Notice: All logos on this page are included within the parameters of 17 U.S.C. § 107, which states that the reproduction of a copyrighted work for purposes of criticism and/or comment is not an infringement of copyright. No challenge to the copyrights of these logos is intended by their inclusion here.
Posted 2010 September 6

When I came up with the term "BIC" (baseball in circle), it was to give a convenient label to what I thought must be the most boring type of logo imaginable: a drawing of a baseball, with a circle around the baseball, the team name written either in the circle or across the baseball, and little else. But looking at this logo, I realize I was wrong on one key point: BICs are not the most boring logo imaginable, or at least they aren't the sole possessors of that distinction. This logo is just as bad. Again, we've got the circle with the team name. Instead of the circle going around a baseball, it goes around a monogram. And then there are the crossed baseball bats. Yawn.

### Task 1
Pick out every line in the listing below that contains the string "windshield", and copy each one.

### Task data
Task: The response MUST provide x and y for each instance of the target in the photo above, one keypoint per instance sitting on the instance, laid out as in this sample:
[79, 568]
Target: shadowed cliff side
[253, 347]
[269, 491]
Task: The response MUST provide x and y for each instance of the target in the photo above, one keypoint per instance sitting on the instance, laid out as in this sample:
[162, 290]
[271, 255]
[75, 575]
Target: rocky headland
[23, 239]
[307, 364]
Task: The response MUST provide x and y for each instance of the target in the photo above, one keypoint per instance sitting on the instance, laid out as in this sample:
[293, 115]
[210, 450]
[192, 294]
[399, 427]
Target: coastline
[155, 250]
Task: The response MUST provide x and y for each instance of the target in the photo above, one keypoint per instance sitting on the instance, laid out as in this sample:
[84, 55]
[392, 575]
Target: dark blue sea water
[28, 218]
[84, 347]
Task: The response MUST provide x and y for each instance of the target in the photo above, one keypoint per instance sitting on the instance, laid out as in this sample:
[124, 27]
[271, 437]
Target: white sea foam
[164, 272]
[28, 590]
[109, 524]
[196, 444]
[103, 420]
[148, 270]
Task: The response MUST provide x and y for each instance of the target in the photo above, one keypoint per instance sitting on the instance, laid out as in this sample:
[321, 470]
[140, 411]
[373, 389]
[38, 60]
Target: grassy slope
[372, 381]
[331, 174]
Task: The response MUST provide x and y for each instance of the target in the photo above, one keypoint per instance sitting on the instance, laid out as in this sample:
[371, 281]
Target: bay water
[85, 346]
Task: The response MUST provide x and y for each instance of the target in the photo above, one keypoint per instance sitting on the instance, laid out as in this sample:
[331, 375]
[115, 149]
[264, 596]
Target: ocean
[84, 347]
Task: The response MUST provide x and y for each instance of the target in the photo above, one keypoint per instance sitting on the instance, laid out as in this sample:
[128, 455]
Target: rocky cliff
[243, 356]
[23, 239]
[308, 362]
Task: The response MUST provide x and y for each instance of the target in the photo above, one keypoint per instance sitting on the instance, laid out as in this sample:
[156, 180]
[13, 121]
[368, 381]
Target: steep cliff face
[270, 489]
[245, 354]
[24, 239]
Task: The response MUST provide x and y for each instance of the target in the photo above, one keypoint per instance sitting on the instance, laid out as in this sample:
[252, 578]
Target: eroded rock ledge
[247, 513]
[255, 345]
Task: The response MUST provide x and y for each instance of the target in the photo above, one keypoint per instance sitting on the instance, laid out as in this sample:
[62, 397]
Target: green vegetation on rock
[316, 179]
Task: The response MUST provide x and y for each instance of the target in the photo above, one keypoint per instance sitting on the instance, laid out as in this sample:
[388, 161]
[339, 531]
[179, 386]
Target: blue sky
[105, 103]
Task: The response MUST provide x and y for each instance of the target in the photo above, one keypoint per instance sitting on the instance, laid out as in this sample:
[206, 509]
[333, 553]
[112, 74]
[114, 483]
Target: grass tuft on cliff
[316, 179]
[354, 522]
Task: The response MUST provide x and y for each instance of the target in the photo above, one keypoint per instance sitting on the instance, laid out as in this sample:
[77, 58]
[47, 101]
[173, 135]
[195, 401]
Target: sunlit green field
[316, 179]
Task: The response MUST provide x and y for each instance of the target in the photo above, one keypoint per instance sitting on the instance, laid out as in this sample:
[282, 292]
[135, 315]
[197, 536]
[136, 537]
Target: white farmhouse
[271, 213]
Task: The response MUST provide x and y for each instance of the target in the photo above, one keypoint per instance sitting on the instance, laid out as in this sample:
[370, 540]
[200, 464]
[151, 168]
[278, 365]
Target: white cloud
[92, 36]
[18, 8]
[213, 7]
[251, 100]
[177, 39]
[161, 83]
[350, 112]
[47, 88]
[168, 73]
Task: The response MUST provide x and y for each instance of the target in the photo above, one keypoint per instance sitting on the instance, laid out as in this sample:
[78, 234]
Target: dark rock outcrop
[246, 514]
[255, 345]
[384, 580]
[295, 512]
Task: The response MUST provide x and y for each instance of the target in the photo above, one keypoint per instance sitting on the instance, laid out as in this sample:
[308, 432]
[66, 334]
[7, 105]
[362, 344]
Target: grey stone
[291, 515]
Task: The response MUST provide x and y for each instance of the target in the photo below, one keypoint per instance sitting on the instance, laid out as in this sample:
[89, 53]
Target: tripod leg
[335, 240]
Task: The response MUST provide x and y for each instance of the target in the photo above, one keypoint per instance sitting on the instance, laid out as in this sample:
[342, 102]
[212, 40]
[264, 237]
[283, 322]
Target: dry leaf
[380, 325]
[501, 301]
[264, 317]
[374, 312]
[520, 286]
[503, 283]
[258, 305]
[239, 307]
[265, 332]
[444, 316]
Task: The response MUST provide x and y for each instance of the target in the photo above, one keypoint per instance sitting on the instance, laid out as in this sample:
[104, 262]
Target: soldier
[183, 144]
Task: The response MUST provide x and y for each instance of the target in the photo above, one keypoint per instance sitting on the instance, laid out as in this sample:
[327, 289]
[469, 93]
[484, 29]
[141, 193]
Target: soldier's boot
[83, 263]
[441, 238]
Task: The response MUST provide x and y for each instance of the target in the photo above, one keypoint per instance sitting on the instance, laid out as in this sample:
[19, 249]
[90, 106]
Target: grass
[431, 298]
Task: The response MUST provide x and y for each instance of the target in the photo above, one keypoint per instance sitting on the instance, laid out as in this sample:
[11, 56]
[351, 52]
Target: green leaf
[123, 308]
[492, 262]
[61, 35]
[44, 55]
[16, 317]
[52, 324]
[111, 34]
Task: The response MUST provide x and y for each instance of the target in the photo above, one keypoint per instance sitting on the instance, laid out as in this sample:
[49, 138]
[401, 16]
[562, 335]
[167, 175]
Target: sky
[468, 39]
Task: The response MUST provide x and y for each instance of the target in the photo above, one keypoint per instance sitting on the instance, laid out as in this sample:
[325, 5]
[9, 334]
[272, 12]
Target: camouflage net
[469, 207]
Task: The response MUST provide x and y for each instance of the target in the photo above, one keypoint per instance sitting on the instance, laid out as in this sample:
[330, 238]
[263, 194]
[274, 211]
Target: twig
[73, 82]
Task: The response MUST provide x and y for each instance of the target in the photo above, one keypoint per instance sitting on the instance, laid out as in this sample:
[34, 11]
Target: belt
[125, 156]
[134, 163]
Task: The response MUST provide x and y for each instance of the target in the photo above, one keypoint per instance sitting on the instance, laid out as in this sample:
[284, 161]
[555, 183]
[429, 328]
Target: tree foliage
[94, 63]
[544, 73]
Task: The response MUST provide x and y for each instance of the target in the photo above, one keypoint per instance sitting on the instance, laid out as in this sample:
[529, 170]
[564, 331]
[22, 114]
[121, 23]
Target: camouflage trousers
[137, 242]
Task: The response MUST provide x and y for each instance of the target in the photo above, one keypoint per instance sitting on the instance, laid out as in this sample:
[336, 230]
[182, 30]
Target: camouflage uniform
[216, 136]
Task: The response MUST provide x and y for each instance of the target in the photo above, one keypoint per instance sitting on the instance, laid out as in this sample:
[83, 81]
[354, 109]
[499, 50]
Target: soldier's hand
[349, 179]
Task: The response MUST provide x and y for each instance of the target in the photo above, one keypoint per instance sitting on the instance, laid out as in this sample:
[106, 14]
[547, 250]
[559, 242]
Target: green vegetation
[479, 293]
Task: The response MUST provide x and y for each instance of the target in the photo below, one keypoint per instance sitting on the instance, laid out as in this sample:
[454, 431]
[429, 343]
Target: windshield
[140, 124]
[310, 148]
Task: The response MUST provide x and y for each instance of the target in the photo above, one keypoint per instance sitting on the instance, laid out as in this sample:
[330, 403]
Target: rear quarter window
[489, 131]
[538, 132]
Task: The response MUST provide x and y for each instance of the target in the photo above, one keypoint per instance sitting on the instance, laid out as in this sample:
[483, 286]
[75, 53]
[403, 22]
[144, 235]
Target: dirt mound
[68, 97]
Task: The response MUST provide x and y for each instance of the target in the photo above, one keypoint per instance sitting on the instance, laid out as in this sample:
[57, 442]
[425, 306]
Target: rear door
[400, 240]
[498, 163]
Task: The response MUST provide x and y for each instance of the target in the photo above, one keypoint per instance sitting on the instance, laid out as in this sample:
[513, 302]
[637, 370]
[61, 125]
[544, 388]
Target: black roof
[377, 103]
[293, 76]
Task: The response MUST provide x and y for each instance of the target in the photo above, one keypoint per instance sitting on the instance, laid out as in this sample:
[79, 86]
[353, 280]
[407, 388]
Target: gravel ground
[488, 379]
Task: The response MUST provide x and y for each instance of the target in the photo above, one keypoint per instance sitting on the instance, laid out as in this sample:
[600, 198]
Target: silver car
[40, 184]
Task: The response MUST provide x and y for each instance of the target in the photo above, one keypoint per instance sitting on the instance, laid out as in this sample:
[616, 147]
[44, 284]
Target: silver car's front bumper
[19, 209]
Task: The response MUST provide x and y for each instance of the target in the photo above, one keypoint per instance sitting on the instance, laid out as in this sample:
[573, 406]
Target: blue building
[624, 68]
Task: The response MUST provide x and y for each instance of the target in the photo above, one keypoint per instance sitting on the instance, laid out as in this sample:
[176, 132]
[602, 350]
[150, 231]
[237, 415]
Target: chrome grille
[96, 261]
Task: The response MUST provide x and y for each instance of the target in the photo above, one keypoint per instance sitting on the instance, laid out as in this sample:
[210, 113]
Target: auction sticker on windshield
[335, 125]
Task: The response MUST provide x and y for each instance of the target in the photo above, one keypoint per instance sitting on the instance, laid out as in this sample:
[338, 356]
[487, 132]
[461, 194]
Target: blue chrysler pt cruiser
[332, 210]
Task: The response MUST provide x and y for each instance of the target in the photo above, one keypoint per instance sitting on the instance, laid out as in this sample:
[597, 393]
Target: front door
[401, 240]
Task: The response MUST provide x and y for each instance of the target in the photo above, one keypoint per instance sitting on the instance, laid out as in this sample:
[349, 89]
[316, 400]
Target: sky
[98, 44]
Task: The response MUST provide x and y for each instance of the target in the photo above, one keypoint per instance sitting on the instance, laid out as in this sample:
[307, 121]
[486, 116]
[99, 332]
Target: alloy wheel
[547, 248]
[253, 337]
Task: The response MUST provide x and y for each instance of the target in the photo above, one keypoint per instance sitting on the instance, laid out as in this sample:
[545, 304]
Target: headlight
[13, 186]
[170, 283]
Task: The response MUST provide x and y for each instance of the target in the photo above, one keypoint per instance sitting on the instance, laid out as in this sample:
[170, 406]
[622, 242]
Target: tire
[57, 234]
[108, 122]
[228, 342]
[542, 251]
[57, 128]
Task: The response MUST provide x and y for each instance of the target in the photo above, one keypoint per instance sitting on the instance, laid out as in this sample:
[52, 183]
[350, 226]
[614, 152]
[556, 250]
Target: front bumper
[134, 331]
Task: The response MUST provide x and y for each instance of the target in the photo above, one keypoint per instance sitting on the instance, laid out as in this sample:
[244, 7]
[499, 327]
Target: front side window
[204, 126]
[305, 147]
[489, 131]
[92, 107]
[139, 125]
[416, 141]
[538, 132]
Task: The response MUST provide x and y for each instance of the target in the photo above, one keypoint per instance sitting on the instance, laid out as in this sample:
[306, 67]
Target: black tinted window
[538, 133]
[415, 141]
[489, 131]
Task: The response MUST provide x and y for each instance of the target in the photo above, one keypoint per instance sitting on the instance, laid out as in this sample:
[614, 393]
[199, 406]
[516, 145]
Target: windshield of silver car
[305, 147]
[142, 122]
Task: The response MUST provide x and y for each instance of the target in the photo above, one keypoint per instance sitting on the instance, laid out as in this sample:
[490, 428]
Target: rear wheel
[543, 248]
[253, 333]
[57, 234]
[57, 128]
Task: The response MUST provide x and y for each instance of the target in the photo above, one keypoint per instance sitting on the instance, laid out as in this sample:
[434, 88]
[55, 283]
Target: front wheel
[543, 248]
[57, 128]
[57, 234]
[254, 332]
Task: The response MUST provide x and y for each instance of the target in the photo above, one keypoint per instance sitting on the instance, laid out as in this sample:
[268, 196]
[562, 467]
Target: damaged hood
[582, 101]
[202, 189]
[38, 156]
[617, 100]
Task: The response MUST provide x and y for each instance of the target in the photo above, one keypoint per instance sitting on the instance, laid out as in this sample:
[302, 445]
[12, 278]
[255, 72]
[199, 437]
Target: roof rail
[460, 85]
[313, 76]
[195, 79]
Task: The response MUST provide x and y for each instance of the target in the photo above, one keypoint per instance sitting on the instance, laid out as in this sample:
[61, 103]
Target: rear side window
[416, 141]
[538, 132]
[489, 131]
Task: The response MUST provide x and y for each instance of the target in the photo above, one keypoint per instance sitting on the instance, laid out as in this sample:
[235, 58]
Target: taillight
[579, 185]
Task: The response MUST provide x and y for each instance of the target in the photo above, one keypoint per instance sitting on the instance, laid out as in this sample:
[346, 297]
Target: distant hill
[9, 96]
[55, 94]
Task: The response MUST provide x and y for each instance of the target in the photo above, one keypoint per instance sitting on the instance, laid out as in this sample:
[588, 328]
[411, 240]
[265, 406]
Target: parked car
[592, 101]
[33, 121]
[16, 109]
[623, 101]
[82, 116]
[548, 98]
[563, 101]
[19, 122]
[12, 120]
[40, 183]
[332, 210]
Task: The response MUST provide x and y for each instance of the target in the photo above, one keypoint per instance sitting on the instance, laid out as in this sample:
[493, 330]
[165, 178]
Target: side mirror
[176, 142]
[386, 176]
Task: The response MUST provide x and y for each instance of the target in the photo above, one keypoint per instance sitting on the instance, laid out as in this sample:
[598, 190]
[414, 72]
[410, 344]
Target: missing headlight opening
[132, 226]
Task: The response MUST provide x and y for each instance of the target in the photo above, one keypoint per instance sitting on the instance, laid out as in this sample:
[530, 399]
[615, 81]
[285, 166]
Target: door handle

### Task 2
Continue the baseball logo commentary above, starting right after its final sentence.

### Task result 1
Target: windshield
Target: auction sticker on windshield
Target: windshield of silver car

### Task result 2
The bats somehow manage to make the logo less interesting. That's actually impressive: how do you make something more boring by adding things to it? If you imagine this logo without the bats (and better still, without the little baseball next to the "K"), There there's a certain elegance to the logo. It's still not a good logo, but at least it's a clean logo. But the baseball bats send a message to the viewer. That message is, "Yeah, we know. The logo needs something more. But we couldn't be bothered to figure out what that something was, so we said, 'Ah, screw it, slap a couple of bats on it and let's get out of here. It's happy hour at the bar.' It's not like we actually care or anything."

Here is my humble suggestion for what that something was: a red hawk. There, was that so hard?

It couldn't have been that hard, because the team used to have a hawk (albeit not a red one) in their logo. That was a fairly nifty logo. Maybe it was a little on the corporate side, but it could easily have been tweaked to work. Instead, they threw the baby out with the bathwater, and then...well, if I was going to continue this analogy I'd have to say something like "and then they filled the bathtub up with water from the toilet," but that's disgusting so I won't say it.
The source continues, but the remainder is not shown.